### Listed records
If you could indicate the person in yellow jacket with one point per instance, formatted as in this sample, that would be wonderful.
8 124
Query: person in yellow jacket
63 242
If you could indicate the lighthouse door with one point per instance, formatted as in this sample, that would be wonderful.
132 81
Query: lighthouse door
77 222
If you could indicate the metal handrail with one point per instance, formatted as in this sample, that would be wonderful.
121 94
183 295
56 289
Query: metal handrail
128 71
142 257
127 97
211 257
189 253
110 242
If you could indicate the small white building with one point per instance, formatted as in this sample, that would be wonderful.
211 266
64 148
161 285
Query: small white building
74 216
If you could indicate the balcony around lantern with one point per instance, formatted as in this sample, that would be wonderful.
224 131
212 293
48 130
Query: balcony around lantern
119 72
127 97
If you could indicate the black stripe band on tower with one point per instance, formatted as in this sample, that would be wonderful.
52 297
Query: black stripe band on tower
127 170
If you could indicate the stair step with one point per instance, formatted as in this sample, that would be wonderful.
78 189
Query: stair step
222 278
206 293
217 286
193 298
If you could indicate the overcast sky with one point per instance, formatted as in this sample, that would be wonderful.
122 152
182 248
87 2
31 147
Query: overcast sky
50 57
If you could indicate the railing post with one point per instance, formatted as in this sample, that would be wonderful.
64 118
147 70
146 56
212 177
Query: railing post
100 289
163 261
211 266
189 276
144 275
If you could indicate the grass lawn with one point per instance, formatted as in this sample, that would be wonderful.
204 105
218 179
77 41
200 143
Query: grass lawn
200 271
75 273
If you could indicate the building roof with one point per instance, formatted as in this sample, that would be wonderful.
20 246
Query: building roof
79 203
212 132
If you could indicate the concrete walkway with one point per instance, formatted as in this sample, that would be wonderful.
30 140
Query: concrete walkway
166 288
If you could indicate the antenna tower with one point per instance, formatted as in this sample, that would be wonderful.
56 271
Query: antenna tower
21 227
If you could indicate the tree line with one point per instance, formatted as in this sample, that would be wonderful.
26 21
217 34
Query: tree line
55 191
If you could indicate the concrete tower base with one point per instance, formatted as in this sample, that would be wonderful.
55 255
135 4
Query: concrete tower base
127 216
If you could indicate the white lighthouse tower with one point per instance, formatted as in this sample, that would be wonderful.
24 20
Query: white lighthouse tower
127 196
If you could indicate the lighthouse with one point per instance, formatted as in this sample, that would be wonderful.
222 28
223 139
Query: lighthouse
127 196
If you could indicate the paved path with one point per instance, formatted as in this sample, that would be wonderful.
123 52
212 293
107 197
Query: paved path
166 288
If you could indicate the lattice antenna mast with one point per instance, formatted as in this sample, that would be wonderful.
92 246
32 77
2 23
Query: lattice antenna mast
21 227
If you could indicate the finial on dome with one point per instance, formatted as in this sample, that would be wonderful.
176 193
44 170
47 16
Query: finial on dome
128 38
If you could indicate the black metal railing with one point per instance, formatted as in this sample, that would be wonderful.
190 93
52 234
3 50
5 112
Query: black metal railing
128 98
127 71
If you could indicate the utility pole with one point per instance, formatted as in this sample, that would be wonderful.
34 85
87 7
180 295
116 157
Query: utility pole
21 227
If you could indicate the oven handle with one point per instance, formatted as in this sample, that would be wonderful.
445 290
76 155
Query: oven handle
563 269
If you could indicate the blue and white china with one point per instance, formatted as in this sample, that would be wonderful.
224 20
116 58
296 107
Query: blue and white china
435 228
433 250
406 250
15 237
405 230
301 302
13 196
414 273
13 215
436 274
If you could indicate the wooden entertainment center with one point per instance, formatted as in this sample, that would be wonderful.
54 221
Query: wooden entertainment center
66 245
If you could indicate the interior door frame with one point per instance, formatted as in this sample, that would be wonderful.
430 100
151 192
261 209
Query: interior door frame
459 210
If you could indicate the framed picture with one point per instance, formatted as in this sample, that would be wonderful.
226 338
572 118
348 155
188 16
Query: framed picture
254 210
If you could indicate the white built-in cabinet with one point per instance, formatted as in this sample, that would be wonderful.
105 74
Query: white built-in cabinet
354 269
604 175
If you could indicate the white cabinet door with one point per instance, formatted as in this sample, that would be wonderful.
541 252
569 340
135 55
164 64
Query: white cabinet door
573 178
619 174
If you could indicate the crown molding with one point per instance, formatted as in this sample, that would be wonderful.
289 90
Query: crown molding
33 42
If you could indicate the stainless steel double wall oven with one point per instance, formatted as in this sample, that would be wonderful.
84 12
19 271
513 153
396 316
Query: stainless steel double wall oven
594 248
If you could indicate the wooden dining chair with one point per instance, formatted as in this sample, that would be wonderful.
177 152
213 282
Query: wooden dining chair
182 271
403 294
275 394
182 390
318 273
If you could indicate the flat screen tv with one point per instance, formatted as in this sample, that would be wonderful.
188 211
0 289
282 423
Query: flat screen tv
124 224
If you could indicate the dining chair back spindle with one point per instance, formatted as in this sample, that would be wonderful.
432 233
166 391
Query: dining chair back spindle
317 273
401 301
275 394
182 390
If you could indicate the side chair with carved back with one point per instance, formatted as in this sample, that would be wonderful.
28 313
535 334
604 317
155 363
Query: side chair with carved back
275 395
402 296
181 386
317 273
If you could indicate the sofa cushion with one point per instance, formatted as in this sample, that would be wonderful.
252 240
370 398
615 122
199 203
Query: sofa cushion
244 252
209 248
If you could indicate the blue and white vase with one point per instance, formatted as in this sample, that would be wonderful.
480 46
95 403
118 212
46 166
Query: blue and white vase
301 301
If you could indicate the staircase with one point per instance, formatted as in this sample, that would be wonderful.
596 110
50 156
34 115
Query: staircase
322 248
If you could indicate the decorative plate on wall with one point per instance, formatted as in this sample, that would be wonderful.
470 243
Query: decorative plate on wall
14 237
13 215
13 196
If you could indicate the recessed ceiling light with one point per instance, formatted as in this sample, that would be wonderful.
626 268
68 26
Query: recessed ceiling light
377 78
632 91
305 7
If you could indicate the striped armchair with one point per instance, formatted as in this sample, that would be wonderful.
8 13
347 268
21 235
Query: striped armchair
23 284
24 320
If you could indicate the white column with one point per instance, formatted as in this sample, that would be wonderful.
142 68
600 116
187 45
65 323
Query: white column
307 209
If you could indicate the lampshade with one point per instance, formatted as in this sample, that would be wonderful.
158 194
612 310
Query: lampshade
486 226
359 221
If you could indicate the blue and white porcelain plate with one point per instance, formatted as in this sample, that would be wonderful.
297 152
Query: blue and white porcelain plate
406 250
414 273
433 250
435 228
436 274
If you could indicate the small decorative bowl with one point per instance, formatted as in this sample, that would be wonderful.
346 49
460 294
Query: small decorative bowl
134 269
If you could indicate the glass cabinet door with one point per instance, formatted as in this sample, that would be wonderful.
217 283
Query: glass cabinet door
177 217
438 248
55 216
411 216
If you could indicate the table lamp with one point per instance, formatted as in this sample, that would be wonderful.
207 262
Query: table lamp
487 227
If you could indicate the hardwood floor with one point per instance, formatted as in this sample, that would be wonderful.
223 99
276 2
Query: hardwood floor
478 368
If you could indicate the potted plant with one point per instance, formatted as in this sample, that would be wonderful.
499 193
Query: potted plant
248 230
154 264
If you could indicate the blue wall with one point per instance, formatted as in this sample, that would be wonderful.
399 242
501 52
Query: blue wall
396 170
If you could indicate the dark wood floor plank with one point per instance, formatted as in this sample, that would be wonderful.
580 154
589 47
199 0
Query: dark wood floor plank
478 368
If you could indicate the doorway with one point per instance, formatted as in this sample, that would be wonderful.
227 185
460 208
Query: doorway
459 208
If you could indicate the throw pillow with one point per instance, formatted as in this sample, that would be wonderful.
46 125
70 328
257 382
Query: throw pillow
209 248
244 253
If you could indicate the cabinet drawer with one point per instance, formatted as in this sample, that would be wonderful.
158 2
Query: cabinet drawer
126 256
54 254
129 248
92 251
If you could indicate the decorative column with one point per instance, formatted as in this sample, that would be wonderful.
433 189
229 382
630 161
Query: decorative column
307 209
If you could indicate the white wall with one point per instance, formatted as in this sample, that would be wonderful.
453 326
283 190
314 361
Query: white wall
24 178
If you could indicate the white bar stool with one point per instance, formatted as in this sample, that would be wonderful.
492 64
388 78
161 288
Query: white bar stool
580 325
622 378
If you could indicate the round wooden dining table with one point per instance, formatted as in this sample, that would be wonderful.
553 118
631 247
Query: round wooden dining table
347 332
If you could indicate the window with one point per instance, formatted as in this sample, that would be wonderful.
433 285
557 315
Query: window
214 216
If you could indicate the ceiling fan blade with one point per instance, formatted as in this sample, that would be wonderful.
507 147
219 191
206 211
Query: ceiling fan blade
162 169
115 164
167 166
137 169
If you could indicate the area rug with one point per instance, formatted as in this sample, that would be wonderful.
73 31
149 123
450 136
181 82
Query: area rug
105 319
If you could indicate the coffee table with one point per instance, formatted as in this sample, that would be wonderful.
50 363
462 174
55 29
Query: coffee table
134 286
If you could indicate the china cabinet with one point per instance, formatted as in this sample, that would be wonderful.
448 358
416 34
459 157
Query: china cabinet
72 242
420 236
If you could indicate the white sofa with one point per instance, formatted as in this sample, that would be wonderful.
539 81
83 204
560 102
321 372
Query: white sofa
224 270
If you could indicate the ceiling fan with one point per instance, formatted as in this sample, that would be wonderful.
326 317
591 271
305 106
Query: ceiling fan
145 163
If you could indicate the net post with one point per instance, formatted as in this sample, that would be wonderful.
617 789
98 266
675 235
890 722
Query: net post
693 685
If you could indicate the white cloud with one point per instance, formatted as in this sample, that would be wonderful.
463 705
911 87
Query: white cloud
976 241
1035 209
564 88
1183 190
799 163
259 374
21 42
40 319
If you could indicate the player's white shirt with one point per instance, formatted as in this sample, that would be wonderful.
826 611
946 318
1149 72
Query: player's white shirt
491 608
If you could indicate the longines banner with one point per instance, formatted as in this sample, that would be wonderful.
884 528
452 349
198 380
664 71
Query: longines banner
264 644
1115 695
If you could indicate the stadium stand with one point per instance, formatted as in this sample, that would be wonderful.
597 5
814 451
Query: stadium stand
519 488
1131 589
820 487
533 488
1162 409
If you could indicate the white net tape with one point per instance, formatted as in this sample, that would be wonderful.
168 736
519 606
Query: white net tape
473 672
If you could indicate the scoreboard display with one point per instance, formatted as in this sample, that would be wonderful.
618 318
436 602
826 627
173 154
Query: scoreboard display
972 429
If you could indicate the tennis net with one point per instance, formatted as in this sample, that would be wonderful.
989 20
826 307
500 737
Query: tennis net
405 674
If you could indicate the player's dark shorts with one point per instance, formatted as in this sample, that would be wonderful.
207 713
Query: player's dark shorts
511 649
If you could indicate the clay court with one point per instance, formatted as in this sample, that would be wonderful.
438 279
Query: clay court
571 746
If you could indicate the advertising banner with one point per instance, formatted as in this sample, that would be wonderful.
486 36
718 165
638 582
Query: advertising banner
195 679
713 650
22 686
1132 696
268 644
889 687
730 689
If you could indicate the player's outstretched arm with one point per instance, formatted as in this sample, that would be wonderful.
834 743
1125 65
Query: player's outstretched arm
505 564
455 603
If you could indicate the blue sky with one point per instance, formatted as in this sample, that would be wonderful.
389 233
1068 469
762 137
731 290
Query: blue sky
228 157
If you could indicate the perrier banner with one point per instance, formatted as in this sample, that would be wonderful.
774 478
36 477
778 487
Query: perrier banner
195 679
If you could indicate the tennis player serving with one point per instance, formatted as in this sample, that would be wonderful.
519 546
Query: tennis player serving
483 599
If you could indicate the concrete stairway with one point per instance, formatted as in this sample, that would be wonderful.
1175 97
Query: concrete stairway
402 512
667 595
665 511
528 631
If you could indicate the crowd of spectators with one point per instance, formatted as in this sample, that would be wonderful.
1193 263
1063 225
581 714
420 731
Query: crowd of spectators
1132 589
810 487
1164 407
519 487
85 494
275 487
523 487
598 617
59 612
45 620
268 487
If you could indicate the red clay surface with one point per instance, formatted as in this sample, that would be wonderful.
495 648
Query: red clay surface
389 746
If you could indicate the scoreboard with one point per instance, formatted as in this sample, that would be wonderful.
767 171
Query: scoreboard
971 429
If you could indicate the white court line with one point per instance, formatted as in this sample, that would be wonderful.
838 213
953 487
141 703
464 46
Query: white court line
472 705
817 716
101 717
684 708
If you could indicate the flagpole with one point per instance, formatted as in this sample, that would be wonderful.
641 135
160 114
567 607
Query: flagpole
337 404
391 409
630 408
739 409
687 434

### Task statement
Repeat exactly the lines from the line containing "If you could indicate the red" through the last line of the records above, including both, and nothing else.

### Solution below
If you could indicate the red clay surface with one point per instance, formatted as in this sample, that would be wonderful.
495 648
Query: red clay surface
389 746
If you could indicate the scoreboard with one point per instance, formatted as in this sample, that would be wonderful.
767 171
Query: scoreboard
971 429
If you could indicate the white court line with one point per instance, formatted as in this sample, that would be wonderful.
838 213
953 487
141 703
464 46
Query: white court line
472 705
817 716
101 717
684 708
If you could indicate the flagpole with one point per instance, formatted as in this sample, that would be wonderful.
641 135
160 114
567 607
Query: flagpole
337 404
391 409
630 408
739 409
687 434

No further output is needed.